* WHAT TO DO *
Print the data lines starting at the one containing "Reviewer note: check that each instance of the curtain" and ending at the one containing "[[483, 231]]", reproducing each line exactly and including both of those lines.

[Start of DATA IN THIS EXERCISE]

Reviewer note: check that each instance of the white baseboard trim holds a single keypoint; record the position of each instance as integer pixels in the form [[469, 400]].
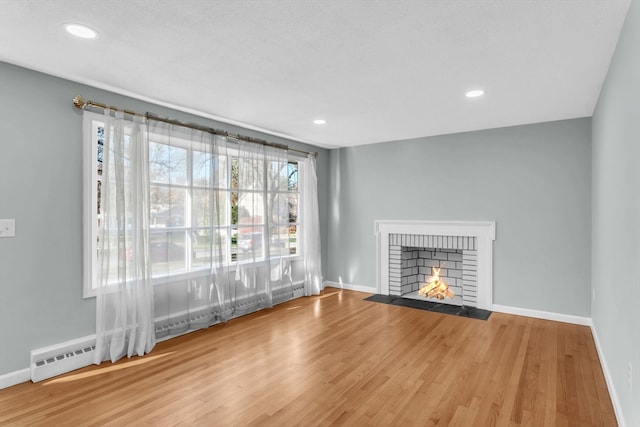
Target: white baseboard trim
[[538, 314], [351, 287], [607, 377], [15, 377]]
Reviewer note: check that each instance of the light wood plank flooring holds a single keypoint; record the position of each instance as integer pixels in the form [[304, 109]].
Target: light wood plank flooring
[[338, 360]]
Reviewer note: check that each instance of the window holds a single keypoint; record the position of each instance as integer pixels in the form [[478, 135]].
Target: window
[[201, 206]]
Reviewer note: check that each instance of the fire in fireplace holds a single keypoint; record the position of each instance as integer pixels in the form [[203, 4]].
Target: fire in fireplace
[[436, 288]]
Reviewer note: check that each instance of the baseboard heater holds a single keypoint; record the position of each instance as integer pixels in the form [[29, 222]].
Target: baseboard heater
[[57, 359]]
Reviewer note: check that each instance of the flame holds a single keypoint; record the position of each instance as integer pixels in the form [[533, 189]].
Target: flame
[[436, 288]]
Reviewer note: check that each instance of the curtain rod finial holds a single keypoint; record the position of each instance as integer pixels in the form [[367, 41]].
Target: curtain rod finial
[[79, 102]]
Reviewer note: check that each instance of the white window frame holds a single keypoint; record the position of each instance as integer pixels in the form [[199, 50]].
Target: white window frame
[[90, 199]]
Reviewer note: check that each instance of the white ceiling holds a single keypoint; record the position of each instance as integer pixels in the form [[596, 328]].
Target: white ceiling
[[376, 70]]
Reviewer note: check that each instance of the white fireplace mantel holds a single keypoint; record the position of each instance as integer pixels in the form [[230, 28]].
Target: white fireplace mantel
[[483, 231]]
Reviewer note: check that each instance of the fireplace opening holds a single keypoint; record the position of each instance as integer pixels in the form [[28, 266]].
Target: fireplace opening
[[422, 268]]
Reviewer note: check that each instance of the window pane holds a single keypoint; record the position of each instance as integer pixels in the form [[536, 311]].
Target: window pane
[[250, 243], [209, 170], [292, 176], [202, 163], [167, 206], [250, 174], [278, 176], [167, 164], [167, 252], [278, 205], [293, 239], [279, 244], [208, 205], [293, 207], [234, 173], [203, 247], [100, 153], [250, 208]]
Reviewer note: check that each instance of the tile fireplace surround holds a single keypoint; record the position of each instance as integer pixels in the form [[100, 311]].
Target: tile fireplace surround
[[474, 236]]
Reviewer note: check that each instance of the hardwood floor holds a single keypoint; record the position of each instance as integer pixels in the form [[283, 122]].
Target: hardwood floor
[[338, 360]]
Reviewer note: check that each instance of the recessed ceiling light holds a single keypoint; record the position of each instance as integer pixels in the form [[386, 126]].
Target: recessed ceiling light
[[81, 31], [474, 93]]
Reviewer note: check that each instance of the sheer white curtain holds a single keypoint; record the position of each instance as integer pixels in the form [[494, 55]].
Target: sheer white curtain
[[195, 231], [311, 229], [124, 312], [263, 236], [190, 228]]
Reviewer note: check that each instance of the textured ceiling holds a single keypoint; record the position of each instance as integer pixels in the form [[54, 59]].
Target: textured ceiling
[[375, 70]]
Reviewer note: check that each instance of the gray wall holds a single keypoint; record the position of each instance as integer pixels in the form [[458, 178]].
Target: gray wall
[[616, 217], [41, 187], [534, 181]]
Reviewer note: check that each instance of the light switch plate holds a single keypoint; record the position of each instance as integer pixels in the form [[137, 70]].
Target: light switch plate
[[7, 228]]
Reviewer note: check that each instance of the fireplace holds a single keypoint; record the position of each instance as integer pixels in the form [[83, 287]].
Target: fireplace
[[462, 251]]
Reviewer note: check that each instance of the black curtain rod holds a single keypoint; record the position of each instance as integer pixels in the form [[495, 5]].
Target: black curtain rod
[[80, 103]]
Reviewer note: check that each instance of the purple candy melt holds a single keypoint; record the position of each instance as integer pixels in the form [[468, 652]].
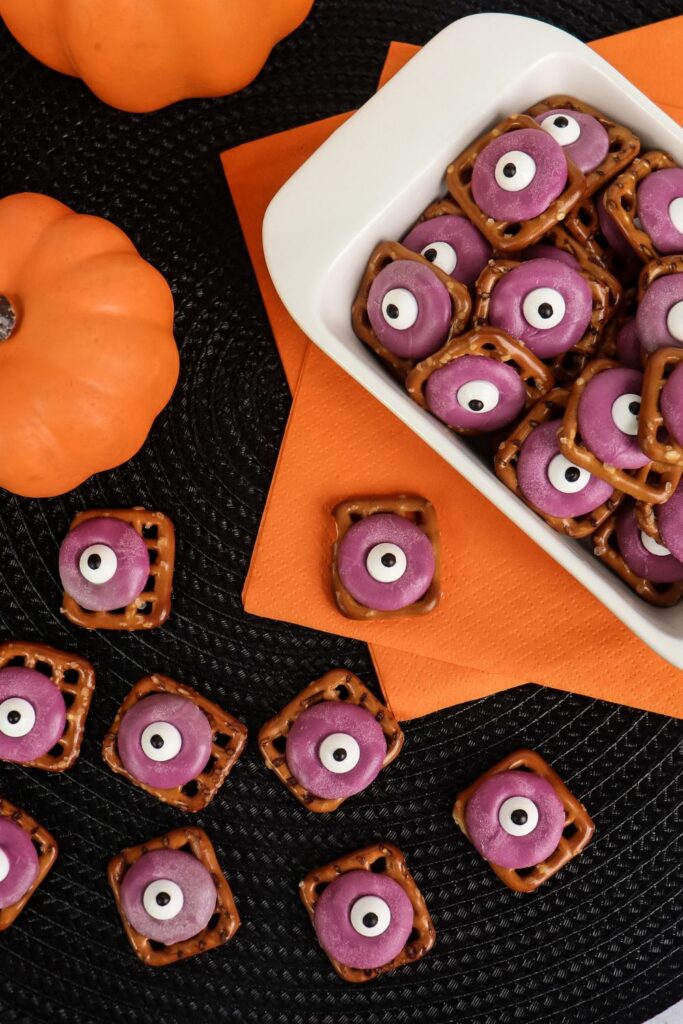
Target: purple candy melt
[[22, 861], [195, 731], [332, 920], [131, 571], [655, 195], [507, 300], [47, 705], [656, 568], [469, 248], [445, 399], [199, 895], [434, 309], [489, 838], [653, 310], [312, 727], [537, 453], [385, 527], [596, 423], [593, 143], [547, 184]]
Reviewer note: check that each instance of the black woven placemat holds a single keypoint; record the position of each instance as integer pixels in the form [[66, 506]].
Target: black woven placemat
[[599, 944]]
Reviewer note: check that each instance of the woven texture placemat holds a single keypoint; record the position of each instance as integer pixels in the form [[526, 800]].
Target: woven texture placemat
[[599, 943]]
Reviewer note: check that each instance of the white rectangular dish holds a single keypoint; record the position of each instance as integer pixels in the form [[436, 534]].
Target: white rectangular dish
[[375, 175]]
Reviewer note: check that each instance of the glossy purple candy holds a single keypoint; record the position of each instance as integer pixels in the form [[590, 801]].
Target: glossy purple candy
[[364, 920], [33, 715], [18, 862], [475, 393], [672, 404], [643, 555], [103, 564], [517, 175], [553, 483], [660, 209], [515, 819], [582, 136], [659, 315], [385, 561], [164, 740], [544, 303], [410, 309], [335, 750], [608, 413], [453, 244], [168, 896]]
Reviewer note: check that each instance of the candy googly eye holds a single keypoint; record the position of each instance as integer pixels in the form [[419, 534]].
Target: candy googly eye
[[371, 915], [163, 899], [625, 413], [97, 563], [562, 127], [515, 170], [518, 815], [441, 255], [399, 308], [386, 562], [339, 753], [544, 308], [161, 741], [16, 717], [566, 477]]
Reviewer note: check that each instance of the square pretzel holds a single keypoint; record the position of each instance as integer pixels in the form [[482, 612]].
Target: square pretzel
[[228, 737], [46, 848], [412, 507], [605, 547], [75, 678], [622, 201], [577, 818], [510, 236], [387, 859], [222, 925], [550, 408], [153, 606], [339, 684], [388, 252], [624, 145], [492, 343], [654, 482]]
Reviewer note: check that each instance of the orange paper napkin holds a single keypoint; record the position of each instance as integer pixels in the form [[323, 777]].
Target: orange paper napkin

[End of DATA IN THIS EXERCISE]
[Start of DATA IN THIS EXERCISE]

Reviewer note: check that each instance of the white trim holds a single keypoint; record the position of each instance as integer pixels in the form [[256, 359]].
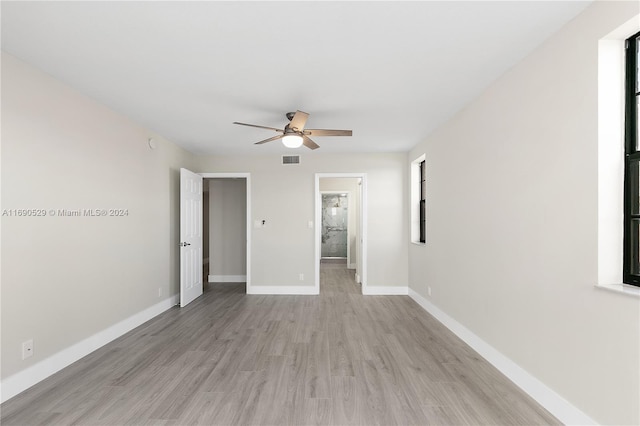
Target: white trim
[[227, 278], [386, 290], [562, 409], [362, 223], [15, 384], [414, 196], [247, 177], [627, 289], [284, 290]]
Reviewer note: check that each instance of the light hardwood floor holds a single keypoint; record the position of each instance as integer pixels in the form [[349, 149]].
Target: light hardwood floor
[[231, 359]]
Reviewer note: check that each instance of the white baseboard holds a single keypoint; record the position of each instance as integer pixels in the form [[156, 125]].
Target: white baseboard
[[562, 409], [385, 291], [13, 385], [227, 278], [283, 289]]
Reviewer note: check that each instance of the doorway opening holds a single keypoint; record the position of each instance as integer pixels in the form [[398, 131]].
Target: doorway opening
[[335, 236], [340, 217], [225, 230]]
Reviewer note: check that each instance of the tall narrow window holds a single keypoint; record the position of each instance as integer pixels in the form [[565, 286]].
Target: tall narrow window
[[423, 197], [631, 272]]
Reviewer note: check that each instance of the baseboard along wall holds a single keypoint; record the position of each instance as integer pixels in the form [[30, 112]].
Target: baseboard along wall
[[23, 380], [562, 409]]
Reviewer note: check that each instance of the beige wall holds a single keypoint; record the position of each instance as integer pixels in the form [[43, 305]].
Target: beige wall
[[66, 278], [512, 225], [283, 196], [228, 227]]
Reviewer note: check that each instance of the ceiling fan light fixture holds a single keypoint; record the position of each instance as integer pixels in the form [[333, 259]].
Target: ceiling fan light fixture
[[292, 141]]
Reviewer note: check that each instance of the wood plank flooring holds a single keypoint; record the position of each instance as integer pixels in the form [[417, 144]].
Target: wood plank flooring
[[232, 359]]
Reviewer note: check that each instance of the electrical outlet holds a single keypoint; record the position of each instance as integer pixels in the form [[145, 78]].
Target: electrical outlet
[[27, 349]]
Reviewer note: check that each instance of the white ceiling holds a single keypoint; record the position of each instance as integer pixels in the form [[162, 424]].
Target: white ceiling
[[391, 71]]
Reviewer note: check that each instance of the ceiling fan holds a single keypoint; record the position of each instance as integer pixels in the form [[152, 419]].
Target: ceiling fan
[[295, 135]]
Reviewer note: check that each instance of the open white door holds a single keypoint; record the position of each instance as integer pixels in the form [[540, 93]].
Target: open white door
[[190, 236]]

[End of DATA IN THIS EXERCISE]

* ANSWER IN FULL *
Reviewer note: check that each instance of the curtain rod finial holds a single keypoint; record the position of each instance as integer pixels in the form [[367, 41]].
Target: curtain rod finial
[[79, 102]]
Reviewer note: check that each instance of the white window frame holds a single keypoint; record the position of each instance as integer pixels in the form [[199, 50]].
Target: white window frame
[[90, 199]]
Reviewer note: check that each instance of the white ceiling holds a single keypoint; record the position of each instance as integer pixels in the form [[596, 328]].
Target: white ceiling
[[376, 70]]
Reviewer note: check that each instance of the white fireplace mantel holds a single keypoint; record the position of each instance as integer pixels in the form [[230, 28]].
Target: white fireplace mantel
[[483, 231]]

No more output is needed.